* RECORD LIST:
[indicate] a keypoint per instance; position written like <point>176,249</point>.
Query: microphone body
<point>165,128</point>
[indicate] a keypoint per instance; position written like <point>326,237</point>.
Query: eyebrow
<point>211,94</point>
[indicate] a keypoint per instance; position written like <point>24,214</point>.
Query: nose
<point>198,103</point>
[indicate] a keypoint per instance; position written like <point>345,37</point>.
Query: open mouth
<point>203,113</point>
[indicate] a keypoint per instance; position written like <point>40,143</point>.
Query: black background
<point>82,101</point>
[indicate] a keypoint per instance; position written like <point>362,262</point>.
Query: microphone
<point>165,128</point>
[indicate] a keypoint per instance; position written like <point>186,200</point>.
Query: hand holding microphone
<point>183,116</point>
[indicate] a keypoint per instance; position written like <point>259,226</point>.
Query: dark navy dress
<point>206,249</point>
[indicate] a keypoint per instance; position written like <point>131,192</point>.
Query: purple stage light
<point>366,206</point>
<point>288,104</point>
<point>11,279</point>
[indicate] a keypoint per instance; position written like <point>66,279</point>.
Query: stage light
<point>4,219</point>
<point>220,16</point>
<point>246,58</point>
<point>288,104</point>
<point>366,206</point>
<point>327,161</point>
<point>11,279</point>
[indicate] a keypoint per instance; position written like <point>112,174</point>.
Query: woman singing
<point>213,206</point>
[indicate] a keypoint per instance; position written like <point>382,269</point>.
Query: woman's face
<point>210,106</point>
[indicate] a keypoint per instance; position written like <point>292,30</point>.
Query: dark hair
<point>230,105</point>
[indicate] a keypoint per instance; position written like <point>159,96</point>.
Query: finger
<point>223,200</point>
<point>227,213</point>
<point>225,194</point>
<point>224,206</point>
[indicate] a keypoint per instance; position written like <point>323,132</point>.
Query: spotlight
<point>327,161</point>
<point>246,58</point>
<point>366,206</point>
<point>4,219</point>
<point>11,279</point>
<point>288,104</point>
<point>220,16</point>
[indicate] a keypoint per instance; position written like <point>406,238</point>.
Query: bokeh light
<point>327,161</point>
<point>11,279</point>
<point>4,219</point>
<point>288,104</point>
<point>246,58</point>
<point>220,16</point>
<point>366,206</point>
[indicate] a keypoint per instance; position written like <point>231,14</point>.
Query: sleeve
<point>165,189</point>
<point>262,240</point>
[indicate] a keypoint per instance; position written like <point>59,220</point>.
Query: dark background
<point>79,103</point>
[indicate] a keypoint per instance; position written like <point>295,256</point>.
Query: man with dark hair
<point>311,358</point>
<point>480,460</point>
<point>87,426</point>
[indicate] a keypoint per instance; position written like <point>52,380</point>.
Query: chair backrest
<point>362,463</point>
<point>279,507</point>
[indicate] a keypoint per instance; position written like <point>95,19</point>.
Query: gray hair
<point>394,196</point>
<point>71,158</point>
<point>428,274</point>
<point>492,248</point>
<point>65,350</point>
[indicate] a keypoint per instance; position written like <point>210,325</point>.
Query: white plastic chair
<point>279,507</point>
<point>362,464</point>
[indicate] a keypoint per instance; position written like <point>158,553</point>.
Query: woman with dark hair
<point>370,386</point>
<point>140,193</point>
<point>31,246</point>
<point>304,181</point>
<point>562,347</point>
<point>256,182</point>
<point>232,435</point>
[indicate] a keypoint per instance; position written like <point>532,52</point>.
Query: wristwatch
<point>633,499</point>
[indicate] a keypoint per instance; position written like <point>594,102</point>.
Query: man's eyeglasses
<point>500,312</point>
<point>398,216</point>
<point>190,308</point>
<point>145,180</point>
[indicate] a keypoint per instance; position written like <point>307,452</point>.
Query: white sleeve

* DIRECTIONS:
Write out all the records again, substituting "mic" for every "microphone" and leaving everything else unchanged.

* FULL RESPONSE:
[indicate] a keypoint per instance; position written like <point>176,249</point>.
Query: mic body
<point>165,128</point>
[indicate] a keypoint per instance; position written like <point>326,237</point>.
Query: eyebrow
<point>211,94</point>
[indicate] a keypoint per instance; position written like <point>24,214</point>.
Query: nose
<point>198,103</point>
[indicate] a keypoint per instance; position written like <point>345,37</point>.
Query: open mouth
<point>203,113</point>
[indicate] a keypoint per instance; position written like <point>40,143</point>.
Query: black background
<point>82,101</point>
[indicate] a keypoint per instance; position written like <point>362,262</point>.
Query: mic
<point>165,128</point>
[indicate] a keypoint per instance; position written like <point>186,200</point>.
Query: hand holding mic
<point>183,116</point>
[indicate] a keypoint per instance; position written like <point>259,226</point>.
Query: dark navy dress
<point>206,249</point>
[indicate] a keypoint per instance; position written like <point>131,192</point>.
Query: purple stage light
<point>366,206</point>
<point>288,104</point>
<point>11,279</point>
[indicate] a keypoint per instance; position written like <point>66,279</point>.
Query: stage light
<point>4,219</point>
<point>220,16</point>
<point>246,58</point>
<point>288,104</point>
<point>366,206</point>
<point>327,161</point>
<point>11,279</point>
[indicate] a keypoint per instance; position written like <point>112,174</point>.
Query: woman singing
<point>213,206</point>
[indicate] a keypoint per instance; position written like <point>382,269</point>.
Query: woman's face
<point>210,106</point>
[indicate] a keypoint per instance; position written like <point>292,30</point>.
Query: dark hair
<point>230,105</point>
[indicate] a keypoint per instance; position written like <point>159,96</point>.
Query: finger
<point>223,200</point>
<point>227,213</point>
<point>225,194</point>
<point>224,206</point>
[indicate] a keypoint per instance; position written like <point>323,132</point>.
Query: spotlight
<point>327,161</point>
<point>246,58</point>
<point>366,206</point>
<point>4,219</point>
<point>11,279</point>
<point>288,104</point>
<point>220,16</point>
[indicate] a keypoint per instance; position written like <point>406,238</point>.
Query: bokeh light
<point>327,161</point>
<point>11,279</point>
<point>4,219</point>
<point>288,104</point>
<point>246,58</point>
<point>220,16</point>
<point>366,206</point>
[indicate] a keypoint per instance; position written like <point>231,14</point>.
Query: sleeve
<point>165,189</point>
<point>262,240</point>
[indicate] a keypoint per instance; position written like <point>59,220</point>.
Query: dark background
<point>79,103</point>
[indicate] a keypoint per instance; position written like <point>295,256</point>.
Query: man with dark hair
<point>311,358</point>
<point>480,460</point>
<point>87,426</point>
[indicate] a keypoint per instance; position written like <point>52,380</point>.
Query: chair backrest
<point>362,463</point>
<point>279,507</point>
[indicate] a keypoint per instance; position written like <point>95,19</point>.
Query: gray hair
<point>394,196</point>
<point>71,158</point>
<point>428,274</point>
<point>492,248</point>
<point>65,350</point>
[indicate] a keypoint per instance; position written like <point>210,325</point>.
Query: white plastic chair
<point>279,507</point>
<point>362,464</point>
[indicate] a keypoint per instance; position written like <point>158,553</point>.
Query: woman with dark hair
<point>370,386</point>
<point>140,193</point>
<point>31,246</point>
<point>304,181</point>
<point>562,347</point>
<point>256,182</point>
<point>232,435</point>
[indicate] a keypoint per instance; position written like <point>532,52</point>.
Query: wristwatch
<point>633,499</point>
[indicate] a keypoint per instance; position written like <point>594,102</point>.
Query: man's eyeglasses
<point>500,312</point>
<point>398,216</point>
<point>190,308</point>
<point>145,180</point>
[indicate] a keypoint per instance; position written like <point>307,452</point>.
Query: white sleeve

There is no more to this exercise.